What is asked
Write the next portion of the earnings call commentary on air and sea freight, beginning after its final sentence.

[Begin Passage to read]

So it's always a little bit back end loaded, the impact of the synergies, and that's also what you see in this table here. If we look at the financial highlights, I think we've managed to basically grow our GP and also grow basically our EBIT as well. The guidance is also mentioned over here to the right in the column, and I think the presentation here is fairly self-explanatory, so I won't necessarily mention the numbers, but sort of skip on to the Air & Sea slide, where you can see that a significant headwind on the Air & Sea side. If you look at the numbers, it's clear that the GP is very much being what can I say?

A little bit under pressure because of the yields, not least on ocean freight, but also on air freight. Here, you have to think about a little bit the FX as well, that plays a role. Conversion ratio, of course, due to the full year impact of Schenker sort of coming in so that it will come down to the trough, and then it will start to go up. This is quite normal for an integration, and of course, that then drags the margin down, as you can see. There's nothing in the things that we are seeing that indicates that we're not gonna get the productivity back to the levels that we've seen before.

If we look at the airfreight market, I think, you know, you can see the GP here, of course, on the left. And on the right, there's been some discussions also about, you know, the yield of DKK 7,600. Of course, there's some Schenker impact that where there's been a lower GP than we have, mainly because of a lower VAS component, so less value-added services. And then, of course, also the FX impact, as well. So I think that's probably, what can I say, the most important takeaway from this slide. If we look at the ocean freight, of course, you can see the GP here takes a hit.

The VAS element of what we're doing, so the value-added services, it's been fairly stable throughout the period, but of course, the freight markup, when the rates, they compress, then the markup on the freight side, it also compresses as well, and that's really what we see and what we're doing. Here, of course, the FX part also plays a role. So but you will also have the, of course, the fees or at origin or post landed, depending on how the trade lane looks, that you know, might be in in currency where it doesn't have a FX impact. But the line haul, and typically either at origin or at destination, you will have FX impact for both of them. So so that's a little bit on the on the sea freight.

[End Passage to read]
[Begin Given information]

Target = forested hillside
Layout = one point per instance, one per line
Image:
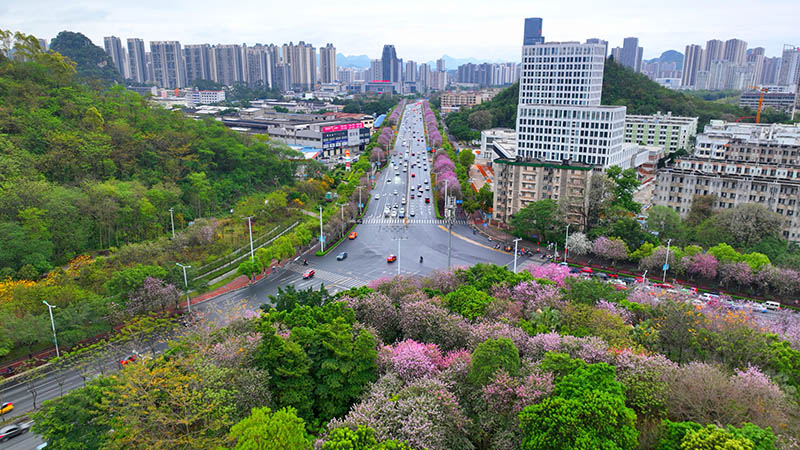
(84, 168)
(621, 86)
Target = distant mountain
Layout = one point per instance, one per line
(668, 57)
(451, 63)
(91, 61)
(360, 61)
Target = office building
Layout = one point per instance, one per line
(197, 59)
(672, 133)
(167, 62)
(389, 64)
(137, 61)
(327, 64)
(790, 66)
(692, 63)
(735, 51)
(599, 41)
(559, 116)
(113, 46)
(519, 182)
(631, 54)
(533, 31)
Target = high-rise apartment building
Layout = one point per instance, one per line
(168, 68)
(715, 50)
(559, 116)
(113, 46)
(790, 66)
(197, 59)
(631, 55)
(389, 64)
(692, 63)
(735, 51)
(327, 64)
(411, 71)
(533, 31)
(137, 61)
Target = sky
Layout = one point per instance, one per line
(421, 30)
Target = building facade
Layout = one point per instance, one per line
(519, 182)
(661, 130)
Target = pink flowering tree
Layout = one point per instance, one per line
(613, 249)
(702, 265)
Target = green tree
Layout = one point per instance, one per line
(75, 421)
(490, 356)
(537, 218)
(265, 430)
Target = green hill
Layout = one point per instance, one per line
(91, 61)
(621, 86)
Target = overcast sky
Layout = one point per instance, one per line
(421, 30)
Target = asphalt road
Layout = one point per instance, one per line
(378, 237)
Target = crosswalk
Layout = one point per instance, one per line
(329, 278)
(390, 221)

[End Given information]

Task output
I think on road, it's you see we are almost 1.5 times up on the revenue, of course, also on the GP. You have to remember that Schenker has more groupage, so more system freight, so there's more infrastructure, so the GP also has to be higher. And then, of course, that we manage, what can I say, to convert an important part to EBIT is definitely important for us as well. I think if we look at sort of the gross margin, it will continue a little bit up in the next quarter because you get the impact of basically Schenker being included in the numbers as well, and the conversion ratio on a good trajectory. And of course, operating results are also trending upwards.

They also have to because we have significant infrastructure in relation to the whole network product that we have. I would just like to mention as well on the road side that we managed to divest USA Truck. It was an operation, hard asset operation in the US, and we couldn't operate that with a satisfactory financial outcome. So we found a new owner for it, and we hope that it will be successful there, and we're very pleased that we managed to finish or complete this transaction. On contract logistics, you can also see that we are not 1.5 times up on size, but almost, and definitely growing our business significantly, also on the GP side, doing really well.

And then, of course, the conversion from GP to EBIT, here's also some economies of scale, and plus that we've actually sanitized also some of our contracts, et cetera, so that we managed to produce the outcome that we all really need to see from contract logistics, where you need to improve the return on invested capital. So one thing is actually that we have a plan to reduce the number of facilities. We're working on that, but also then that we drive the operational results up through a very intense focus on productivity. So really happy to see that this development is going in this direction because I think that's something that we'd all been looking for. So now I will hand over to Michael, and he will tell you a little bit about the numbers.

Michael Ebbe
CFO, DSV

Thank you, Jens. I'll do a quick run-through of the numbers. Here's just a short comments on the slide that we have here for some of the KPIs that we have. It's clear that when we have the annual report, you have seen the, well, our nice annual report was announced this morning. There's clearly impacted by the Schenker integration and contribution. We can see that on the earnings, as Jens mentioned. You can also see it here on the transaction costs, which relates to integration cost of DKK 2.6 billion, more or less. It's a little bit bigger than Q4 due to the fast pace of integration that we have had.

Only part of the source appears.